[Recorded data]
╔══
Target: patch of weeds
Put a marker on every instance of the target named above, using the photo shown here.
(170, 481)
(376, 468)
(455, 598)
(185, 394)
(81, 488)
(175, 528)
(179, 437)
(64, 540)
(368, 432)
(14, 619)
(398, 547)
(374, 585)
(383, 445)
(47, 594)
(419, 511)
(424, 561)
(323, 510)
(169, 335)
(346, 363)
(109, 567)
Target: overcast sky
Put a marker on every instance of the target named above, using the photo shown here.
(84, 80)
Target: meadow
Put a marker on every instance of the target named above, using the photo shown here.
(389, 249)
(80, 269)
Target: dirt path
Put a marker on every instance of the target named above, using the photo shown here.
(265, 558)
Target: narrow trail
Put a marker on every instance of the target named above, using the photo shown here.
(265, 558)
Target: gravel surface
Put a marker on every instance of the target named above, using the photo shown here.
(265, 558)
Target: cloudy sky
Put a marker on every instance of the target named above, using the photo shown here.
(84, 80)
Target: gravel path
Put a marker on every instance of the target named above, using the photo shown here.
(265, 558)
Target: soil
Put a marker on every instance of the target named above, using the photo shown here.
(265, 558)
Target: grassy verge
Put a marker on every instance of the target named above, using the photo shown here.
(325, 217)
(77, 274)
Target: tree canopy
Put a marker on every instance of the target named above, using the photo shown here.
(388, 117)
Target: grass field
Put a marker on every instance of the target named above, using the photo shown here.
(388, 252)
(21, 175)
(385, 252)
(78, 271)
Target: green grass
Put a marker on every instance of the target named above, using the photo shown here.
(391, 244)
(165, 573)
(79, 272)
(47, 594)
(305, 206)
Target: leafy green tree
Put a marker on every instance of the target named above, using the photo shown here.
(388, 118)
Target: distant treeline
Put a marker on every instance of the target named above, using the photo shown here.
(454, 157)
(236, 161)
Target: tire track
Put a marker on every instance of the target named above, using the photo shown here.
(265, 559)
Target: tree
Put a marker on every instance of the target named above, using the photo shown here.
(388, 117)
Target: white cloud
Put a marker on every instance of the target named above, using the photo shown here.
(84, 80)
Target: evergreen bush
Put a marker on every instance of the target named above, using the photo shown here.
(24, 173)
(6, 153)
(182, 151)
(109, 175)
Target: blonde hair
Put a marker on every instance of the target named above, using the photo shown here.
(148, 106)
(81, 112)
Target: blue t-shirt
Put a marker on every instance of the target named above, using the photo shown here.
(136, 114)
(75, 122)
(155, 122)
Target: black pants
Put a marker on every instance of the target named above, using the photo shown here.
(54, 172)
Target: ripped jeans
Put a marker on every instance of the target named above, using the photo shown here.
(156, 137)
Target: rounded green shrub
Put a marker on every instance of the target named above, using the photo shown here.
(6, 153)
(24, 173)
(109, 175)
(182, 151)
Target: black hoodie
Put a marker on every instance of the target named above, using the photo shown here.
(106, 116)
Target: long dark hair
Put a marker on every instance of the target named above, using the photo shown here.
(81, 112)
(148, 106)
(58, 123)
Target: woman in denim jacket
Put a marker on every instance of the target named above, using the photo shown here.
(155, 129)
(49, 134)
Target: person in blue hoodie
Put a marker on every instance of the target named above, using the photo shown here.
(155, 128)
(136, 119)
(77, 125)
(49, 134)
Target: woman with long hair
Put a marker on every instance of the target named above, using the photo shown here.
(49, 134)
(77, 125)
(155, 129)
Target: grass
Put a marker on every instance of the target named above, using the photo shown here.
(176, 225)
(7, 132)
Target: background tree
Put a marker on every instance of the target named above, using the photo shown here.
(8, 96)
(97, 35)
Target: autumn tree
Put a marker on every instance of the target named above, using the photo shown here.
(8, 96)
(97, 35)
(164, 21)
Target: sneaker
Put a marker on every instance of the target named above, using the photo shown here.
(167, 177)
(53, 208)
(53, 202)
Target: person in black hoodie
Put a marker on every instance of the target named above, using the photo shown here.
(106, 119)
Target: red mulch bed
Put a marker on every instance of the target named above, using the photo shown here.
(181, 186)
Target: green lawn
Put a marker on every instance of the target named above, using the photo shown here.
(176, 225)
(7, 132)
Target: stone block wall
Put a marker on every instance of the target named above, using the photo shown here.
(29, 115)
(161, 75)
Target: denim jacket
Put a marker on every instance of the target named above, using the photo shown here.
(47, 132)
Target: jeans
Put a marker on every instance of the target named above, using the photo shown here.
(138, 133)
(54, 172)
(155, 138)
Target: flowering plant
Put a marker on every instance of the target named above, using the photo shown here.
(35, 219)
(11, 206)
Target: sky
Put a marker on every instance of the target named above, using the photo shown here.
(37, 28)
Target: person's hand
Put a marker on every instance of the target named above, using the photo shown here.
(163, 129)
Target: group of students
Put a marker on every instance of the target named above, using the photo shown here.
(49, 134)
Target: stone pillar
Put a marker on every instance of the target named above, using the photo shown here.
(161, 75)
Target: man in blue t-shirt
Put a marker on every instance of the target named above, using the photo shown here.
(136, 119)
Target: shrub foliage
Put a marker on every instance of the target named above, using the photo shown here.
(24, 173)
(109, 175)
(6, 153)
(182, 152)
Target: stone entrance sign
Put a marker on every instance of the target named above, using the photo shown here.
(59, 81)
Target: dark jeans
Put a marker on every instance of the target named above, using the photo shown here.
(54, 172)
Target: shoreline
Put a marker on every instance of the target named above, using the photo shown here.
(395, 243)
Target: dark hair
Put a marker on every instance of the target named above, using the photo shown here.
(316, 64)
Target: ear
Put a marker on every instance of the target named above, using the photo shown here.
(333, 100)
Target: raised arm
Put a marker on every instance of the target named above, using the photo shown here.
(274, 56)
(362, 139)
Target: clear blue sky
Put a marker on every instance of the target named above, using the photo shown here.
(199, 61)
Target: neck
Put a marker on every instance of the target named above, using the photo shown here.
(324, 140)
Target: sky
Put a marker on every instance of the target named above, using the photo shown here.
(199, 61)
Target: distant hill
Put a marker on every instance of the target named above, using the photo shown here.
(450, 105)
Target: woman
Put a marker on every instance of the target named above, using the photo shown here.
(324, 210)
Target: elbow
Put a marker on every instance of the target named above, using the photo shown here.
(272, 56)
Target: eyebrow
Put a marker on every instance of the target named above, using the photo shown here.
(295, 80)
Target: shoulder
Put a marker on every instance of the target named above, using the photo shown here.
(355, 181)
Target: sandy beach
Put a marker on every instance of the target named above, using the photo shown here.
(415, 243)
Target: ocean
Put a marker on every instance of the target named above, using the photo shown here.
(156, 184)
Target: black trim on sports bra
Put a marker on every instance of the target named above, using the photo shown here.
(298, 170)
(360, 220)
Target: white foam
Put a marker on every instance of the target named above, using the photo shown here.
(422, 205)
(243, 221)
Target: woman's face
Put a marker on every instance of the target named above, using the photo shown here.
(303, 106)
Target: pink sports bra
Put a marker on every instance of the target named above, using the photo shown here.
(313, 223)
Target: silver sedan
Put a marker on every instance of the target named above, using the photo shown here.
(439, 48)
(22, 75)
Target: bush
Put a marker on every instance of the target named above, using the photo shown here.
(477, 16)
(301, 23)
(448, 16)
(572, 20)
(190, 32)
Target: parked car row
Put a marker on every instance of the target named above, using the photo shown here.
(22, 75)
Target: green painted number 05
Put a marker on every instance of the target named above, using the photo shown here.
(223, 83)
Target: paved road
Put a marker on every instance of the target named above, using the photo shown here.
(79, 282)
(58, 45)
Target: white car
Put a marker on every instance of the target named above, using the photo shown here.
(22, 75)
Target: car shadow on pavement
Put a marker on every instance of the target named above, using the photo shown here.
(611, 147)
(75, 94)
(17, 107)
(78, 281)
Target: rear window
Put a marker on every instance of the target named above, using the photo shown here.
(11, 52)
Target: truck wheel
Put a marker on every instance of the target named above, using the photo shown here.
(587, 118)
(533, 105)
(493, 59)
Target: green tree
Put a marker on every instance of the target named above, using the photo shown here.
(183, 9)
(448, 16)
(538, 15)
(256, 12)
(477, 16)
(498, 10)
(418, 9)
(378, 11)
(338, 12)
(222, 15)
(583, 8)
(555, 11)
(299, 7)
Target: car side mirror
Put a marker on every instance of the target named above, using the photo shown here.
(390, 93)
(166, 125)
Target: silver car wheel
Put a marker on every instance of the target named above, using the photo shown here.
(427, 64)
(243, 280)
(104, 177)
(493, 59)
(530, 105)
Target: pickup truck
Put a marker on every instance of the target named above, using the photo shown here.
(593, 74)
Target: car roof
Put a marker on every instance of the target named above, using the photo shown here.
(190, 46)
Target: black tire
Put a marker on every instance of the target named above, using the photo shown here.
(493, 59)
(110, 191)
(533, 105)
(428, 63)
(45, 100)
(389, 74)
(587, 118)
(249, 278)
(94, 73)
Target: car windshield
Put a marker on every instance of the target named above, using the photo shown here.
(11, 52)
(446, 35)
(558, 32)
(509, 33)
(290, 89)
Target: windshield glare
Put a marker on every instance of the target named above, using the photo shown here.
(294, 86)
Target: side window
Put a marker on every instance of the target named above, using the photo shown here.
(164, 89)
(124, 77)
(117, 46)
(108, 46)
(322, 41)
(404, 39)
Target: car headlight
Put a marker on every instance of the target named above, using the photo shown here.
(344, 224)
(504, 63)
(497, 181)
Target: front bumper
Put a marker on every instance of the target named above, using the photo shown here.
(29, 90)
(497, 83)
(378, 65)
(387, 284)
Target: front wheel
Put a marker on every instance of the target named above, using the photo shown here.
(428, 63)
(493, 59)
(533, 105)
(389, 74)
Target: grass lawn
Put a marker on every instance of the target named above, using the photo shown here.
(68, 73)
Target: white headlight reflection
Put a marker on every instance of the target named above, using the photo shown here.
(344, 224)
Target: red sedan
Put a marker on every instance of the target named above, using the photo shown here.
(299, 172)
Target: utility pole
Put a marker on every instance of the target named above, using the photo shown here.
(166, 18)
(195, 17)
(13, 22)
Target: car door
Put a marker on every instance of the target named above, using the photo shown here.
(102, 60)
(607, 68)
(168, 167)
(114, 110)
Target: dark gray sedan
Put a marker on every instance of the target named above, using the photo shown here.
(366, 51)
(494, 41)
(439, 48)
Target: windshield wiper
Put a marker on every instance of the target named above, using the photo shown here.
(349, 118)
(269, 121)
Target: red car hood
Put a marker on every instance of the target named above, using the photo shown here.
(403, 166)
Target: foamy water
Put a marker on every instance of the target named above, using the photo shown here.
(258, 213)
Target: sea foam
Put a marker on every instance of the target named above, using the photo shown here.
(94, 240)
╚══
# WHAT THIS TASK INVOLVES
Return the lines above, from the one containing "Target: car headlight" to the end, exactly as they stand.

# RESPONSE
Target: car headlight
Put a marker on every instance of the target named above, using the photo shown here.
(344, 224)
(504, 63)
(497, 181)
Target: front bumper
Put a marker on every instance of the target named above, using the photo shown here.
(29, 90)
(497, 83)
(378, 65)
(387, 284)
Target: front wheel
Put a marker on every instance of the target named above, using the photo shown here.
(428, 63)
(493, 59)
(533, 105)
(389, 74)
Target: grass lawn
Put a marker on every instance of the target named above, using the photo shown here.
(68, 73)
Target: white headlight reflection
Put a marker on every instance of the target named above, using the photo shown here.
(344, 224)
Target: red sedan
Put a marker on every instance of the target named above, using the photo shown here.
(299, 172)
Target: utility pole
Put a marker on every instance of the target named above, using the photo shown here.
(166, 18)
(195, 17)
(13, 22)
Target: car door
Put a marker on every instance of the target named above, using the photo shown here.
(102, 60)
(607, 68)
(168, 167)
(114, 110)
Target: dark gray sedan
Put a marker on every instance of the target named above, using the photo shown here.
(366, 51)
(494, 41)
(439, 48)
Target: windshield wiper
Put a marker on every instance of the target named above, using the photo shown here.
(349, 118)
(269, 121)
Target: red car hood
Put a marker on every instance of the target named above, using the photo shown here.
(403, 166)
Target: foamy water
Put a marker on every instance of the target named above, using the photo shown here.
(258, 213)
Target: sea foam
Put a marker on every instance of the target named above, using the photo shown here.
(94, 240)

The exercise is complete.